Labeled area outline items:
···
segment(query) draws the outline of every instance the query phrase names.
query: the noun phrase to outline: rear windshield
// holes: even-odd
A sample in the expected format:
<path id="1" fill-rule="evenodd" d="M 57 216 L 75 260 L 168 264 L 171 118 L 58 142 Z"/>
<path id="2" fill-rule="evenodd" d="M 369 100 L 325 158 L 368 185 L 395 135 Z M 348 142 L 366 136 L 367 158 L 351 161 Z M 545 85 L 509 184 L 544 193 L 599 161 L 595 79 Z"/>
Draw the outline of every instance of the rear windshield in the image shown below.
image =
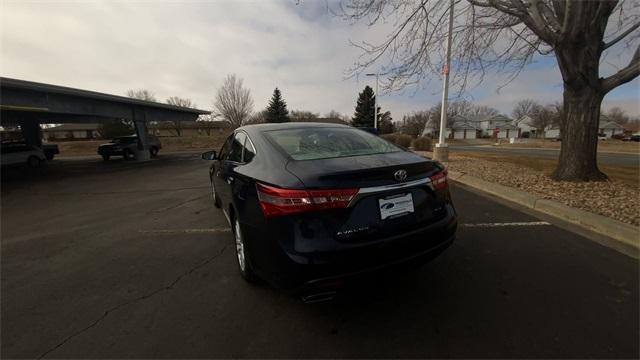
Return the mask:
<path id="1" fill-rule="evenodd" d="M 303 128 L 267 131 L 266 135 L 294 160 L 329 159 L 403 151 L 353 128 Z"/>

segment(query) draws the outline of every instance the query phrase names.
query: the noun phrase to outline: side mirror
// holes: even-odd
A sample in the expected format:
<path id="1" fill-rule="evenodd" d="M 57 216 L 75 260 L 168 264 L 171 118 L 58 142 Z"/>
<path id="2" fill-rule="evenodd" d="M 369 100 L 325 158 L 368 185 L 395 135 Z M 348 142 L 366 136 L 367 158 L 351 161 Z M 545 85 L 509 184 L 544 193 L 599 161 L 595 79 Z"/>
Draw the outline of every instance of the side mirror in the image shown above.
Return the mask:
<path id="1" fill-rule="evenodd" d="M 216 152 L 215 151 L 207 151 L 202 153 L 202 160 L 215 160 Z"/>

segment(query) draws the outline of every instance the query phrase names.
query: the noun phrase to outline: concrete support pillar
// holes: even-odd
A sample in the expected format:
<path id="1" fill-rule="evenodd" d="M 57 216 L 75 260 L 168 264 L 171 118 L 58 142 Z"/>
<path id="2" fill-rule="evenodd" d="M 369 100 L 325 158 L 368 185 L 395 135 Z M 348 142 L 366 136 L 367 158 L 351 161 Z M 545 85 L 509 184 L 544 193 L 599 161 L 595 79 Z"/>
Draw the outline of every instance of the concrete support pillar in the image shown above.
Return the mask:
<path id="1" fill-rule="evenodd" d="M 148 161 L 149 159 L 151 159 L 151 154 L 149 154 L 147 119 L 144 111 L 141 111 L 139 109 L 133 110 L 133 125 L 136 128 L 136 135 L 138 136 L 138 151 L 136 151 L 136 160 Z"/>
<path id="2" fill-rule="evenodd" d="M 22 130 L 22 137 L 24 137 L 24 141 L 27 144 L 37 147 L 42 146 L 42 130 L 40 129 L 40 124 L 36 121 L 21 121 L 20 130 Z"/>

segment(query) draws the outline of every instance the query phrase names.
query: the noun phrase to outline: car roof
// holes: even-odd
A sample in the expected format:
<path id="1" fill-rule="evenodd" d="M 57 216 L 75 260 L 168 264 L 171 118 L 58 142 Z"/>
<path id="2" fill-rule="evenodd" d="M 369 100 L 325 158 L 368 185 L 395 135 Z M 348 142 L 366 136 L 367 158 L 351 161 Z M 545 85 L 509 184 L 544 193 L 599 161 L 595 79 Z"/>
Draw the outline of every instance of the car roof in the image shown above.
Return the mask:
<path id="1" fill-rule="evenodd" d="M 332 124 L 332 123 L 323 123 L 323 122 L 285 122 L 285 123 L 269 123 L 269 124 L 252 124 L 245 125 L 239 130 L 246 131 L 270 131 L 270 130 L 288 130 L 288 129 L 301 129 L 301 128 L 322 128 L 322 127 L 342 127 L 342 128 L 351 128 L 348 125 L 342 124 Z"/>

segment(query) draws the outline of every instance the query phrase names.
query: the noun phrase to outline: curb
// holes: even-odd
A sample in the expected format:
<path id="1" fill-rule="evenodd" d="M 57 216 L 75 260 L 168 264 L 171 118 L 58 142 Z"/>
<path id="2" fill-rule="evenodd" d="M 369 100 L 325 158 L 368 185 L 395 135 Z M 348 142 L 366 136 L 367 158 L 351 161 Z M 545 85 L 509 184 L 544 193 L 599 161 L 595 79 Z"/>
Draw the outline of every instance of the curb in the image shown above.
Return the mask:
<path id="1" fill-rule="evenodd" d="M 466 173 L 450 170 L 449 179 L 607 236 L 614 240 L 615 243 L 605 244 L 606 246 L 616 250 L 625 249 L 627 251 L 623 252 L 630 253 L 635 258 L 640 258 L 639 227 L 572 208 L 558 201 L 544 199 L 519 189 L 482 180 Z"/>

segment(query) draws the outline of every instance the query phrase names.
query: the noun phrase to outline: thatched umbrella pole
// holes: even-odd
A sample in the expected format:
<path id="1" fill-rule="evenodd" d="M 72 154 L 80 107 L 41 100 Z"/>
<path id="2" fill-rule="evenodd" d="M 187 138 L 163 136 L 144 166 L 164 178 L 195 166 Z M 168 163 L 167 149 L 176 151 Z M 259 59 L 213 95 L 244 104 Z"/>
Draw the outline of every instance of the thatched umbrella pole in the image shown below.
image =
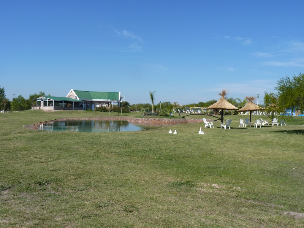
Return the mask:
···
Your task: Copy all the entries word for word. Omit any pictures.

Output below:
segment(query) draws the outline of every instance the query phrase names.
query: the noun phrase to outline: rear windshield
// holes: even-odd
A sample in the expected format:
<path id="1" fill-rule="evenodd" d="M 57 216 L 75 260 L 168 264 L 171 118 L 58 142 Z"/>
<path id="2" fill-rule="evenodd" d="M 369 100 L 325 158 L 368 185 L 395 135 Z M 348 142 L 366 136 L 367 158 L 351 161 Z M 545 85 L 509 184 L 544 193 L 599 161 L 595 79 Z"/>
Draw the outline of every instance of the rear windshield in the image shown below.
image =
Return the mask:
<path id="1" fill-rule="evenodd" d="M 303 128 L 267 131 L 266 135 L 294 160 L 329 159 L 403 151 L 353 128 Z"/>

segment(query) draws the outline of every instance the query phrase names.
query: the noun phrase to outline: side mirror
// holes: even-odd
A sample in the expected format:
<path id="1" fill-rule="evenodd" d="M 57 216 L 75 260 L 168 264 L 171 118 L 58 142 Z"/>
<path id="2" fill-rule="evenodd" d="M 369 100 L 325 158 L 368 185 L 395 135 Z M 348 142 L 366 136 L 367 158 L 351 161 Z M 545 85 L 509 184 L 544 193 L 599 161 L 595 79 Z"/>
Draw the outline of every instance of the side mirror in the image shown above.
Return the mask:
<path id="1" fill-rule="evenodd" d="M 216 152 L 215 151 L 207 151 L 202 153 L 202 160 L 215 160 Z"/>

segment(query) draws the outline of every instance the query phrase names.
query: the noun phrase to outline: concrete support pillar
// holes: even-odd
A sample in the expected format:
<path id="1" fill-rule="evenodd" d="M 57 216 L 75 260 L 168 264 L 171 118 L 58 142 Z"/>
<path id="2" fill-rule="evenodd" d="M 369 100 L 325 158 L 368 185 L 395 135 Z M 348 142 L 366 136 L 367 158 L 351 161 Z M 545 85 L 509 184 L 544 193 L 599 161 L 595 79 Z"/>
Draw the outline of every instance of the concrete support pillar in the image shown above.
Return the mask:
<path id="1" fill-rule="evenodd" d="M 148 161 L 149 159 L 151 159 L 151 154 L 149 154 L 147 119 L 144 111 L 141 111 L 139 109 L 133 110 L 133 125 L 136 128 L 136 135 L 138 136 L 138 151 L 136 151 L 136 160 Z"/>
<path id="2" fill-rule="evenodd" d="M 22 130 L 22 137 L 24 137 L 24 141 L 27 144 L 37 147 L 42 146 L 42 130 L 40 129 L 40 124 L 36 121 L 21 121 L 20 130 Z"/>

segment(query) draws the outline of every instance the query phrase names.
query: the noun phrase to outline: car roof
// holes: even-odd
A sample in the expected format:
<path id="1" fill-rule="evenodd" d="M 57 216 L 75 260 L 168 264 L 171 118 L 58 142 Z"/>
<path id="2" fill-rule="evenodd" d="M 369 100 L 325 158 L 368 185 L 395 135 Z M 348 142 L 366 136 L 367 158 L 351 161 Z M 545 85 L 509 184 L 544 193 L 599 161 L 595 79 Z"/>
Draw the outline of every instance of the car roof in the image shown above.
Return the mask:
<path id="1" fill-rule="evenodd" d="M 332 124 L 332 123 L 323 123 L 323 122 L 285 122 L 285 123 L 269 123 L 269 124 L 252 124 L 245 125 L 239 130 L 246 131 L 270 131 L 270 130 L 288 130 L 288 129 L 301 129 L 301 128 L 322 128 L 322 127 L 342 127 L 342 128 L 351 128 L 348 125 L 342 124 Z"/>

segment(query) draws the outline of every instance the query phrase names.
query: the noun phrase to outline: curb
// holes: even-odd
A sample in the expected format:
<path id="1" fill-rule="evenodd" d="M 57 216 L 75 260 L 168 264 L 171 118 L 58 142 Z"/>
<path id="2" fill-rule="evenodd" d="M 369 100 L 325 158 L 368 185 L 395 135 Z M 348 142 L 366 136 L 367 158 L 351 161 Z M 545 85 L 509 184 L 544 193 L 599 161 L 595 79 Z"/>
Draw the outline of every instance of the curb in the image shown above.
Return the mask:
<path id="1" fill-rule="evenodd" d="M 466 173 L 450 170 L 449 179 L 607 236 L 614 240 L 615 243 L 605 244 L 606 246 L 616 250 L 625 249 L 627 251 L 623 252 L 630 253 L 635 258 L 640 258 L 639 227 L 572 208 L 558 201 L 544 199 L 519 189 L 482 180 Z"/>

segment(query) draws the outline of every instance the query phrase names.
query: the noun phrase to outline: thatched umbrella pole
// holes: even-odd
A sample in the expected format:
<path id="1" fill-rule="evenodd" d="M 72 154 L 80 107 L 41 100 Z"/>
<path id="2" fill-rule="evenodd" d="M 187 138 L 163 136 L 144 166 L 164 178 L 195 166 Z M 168 163 L 167 149 L 176 151 Z M 259 59 L 213 95 L 244 104 Z"/>
Draw the outline of every instance of the thatched umbrella pole in the image shown below.
image =
Return the mask:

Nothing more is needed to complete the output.